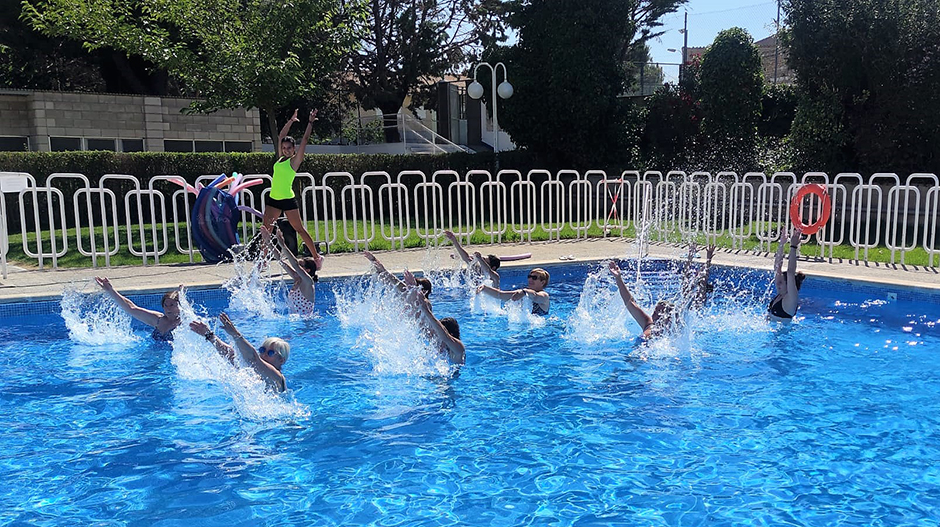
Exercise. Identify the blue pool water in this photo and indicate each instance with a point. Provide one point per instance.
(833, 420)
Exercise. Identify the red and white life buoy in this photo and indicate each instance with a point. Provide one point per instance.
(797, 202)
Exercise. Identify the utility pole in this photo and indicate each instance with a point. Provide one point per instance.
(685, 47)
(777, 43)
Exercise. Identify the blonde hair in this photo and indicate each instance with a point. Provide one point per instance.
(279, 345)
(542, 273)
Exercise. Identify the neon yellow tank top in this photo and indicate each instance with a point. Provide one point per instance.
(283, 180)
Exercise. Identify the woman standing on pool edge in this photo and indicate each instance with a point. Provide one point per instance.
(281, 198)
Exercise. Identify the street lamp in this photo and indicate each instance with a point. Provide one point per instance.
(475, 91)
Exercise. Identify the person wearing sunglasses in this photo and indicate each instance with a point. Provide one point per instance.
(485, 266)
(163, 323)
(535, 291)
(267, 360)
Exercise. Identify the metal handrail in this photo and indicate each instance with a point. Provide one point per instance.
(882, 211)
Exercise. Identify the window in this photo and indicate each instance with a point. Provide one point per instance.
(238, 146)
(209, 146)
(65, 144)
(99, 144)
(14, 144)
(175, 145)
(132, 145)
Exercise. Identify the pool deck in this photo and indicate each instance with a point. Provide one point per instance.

◇ ◇ ◇ ◇ ◇ ◇ ◇

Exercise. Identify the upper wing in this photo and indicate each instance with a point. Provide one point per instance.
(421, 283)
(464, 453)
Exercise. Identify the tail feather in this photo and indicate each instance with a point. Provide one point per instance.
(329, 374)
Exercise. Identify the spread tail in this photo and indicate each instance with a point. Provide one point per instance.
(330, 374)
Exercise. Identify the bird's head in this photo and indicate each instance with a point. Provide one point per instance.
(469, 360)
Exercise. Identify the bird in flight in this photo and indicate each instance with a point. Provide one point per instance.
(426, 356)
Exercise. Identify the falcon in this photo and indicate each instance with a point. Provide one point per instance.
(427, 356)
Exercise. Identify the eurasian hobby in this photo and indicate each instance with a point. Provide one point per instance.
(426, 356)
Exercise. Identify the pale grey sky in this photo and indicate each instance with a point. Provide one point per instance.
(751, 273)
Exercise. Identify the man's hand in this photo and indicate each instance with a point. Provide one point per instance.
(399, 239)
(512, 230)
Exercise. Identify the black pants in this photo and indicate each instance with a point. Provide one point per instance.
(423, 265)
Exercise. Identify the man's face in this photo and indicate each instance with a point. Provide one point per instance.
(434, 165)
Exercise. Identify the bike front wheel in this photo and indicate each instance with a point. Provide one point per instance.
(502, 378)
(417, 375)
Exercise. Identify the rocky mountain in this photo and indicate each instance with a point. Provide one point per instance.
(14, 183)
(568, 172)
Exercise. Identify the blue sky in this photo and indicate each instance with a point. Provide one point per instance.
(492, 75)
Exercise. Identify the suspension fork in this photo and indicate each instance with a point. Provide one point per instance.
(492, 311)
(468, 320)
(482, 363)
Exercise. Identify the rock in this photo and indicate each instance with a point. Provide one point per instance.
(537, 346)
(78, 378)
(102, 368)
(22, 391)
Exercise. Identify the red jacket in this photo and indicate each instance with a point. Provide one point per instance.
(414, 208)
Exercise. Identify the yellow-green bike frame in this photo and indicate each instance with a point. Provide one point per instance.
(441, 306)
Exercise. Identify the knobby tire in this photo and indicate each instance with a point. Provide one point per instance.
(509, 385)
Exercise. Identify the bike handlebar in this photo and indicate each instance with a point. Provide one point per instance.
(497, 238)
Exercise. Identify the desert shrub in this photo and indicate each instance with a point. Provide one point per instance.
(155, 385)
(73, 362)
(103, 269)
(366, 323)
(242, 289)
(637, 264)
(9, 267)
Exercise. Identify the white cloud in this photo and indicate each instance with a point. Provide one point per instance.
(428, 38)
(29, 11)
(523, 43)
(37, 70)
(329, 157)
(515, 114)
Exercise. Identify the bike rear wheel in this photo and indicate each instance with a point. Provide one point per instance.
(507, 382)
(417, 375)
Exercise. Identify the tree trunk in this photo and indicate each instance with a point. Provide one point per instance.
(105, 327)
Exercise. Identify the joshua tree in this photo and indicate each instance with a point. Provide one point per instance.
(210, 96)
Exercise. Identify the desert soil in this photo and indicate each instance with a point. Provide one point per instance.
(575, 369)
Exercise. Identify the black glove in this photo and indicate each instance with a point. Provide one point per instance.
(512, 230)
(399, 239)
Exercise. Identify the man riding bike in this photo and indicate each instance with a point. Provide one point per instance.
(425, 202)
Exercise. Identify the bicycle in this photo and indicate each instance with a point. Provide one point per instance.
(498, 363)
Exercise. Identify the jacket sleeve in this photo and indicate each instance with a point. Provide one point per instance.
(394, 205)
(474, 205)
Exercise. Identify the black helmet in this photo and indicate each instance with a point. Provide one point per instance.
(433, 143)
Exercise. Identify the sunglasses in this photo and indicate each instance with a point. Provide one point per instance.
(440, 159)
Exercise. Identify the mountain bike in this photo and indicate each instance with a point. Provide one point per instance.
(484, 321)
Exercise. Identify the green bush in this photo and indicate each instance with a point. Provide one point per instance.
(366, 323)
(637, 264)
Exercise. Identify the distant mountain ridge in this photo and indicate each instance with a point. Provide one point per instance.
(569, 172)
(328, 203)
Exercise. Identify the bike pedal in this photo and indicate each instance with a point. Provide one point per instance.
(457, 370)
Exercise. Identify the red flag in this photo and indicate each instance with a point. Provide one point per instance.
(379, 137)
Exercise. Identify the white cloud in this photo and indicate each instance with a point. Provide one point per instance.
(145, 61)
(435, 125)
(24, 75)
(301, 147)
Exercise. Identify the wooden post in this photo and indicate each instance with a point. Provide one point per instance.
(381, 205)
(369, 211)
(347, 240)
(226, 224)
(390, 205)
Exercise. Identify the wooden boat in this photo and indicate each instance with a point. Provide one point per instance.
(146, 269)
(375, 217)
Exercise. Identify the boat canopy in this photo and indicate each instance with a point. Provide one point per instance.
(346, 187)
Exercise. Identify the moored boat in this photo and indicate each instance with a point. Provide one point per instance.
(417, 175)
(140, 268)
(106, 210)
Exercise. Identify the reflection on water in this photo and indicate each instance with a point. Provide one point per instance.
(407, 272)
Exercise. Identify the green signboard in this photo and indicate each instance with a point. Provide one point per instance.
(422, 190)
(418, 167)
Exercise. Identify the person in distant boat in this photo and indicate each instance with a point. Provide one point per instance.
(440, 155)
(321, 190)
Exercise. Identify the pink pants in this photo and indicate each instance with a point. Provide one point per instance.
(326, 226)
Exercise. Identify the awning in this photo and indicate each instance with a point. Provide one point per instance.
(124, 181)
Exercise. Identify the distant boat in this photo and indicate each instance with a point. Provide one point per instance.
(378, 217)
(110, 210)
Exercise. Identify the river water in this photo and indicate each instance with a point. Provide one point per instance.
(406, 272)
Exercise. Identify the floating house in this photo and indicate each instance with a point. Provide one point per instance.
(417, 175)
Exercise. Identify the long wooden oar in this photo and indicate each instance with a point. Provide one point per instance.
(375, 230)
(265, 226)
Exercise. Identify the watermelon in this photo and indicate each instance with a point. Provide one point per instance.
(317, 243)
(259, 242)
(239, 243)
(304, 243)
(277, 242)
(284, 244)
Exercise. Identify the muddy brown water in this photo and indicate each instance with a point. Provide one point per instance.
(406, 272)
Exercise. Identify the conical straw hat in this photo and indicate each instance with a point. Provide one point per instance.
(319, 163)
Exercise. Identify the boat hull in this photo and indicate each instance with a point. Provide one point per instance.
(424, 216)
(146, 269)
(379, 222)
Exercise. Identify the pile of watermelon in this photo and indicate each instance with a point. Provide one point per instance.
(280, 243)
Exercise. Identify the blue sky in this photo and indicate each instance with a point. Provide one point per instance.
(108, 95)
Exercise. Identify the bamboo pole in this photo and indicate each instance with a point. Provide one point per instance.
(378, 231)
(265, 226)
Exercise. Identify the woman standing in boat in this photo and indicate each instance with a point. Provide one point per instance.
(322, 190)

◇ ◇ ◇ ◇ ◇ ◇ ◇

**WORK TO COMPLETE**
How many lines of the entries above contain the word "pants"? Reply with the number alone.

**FULL ANSWER**
2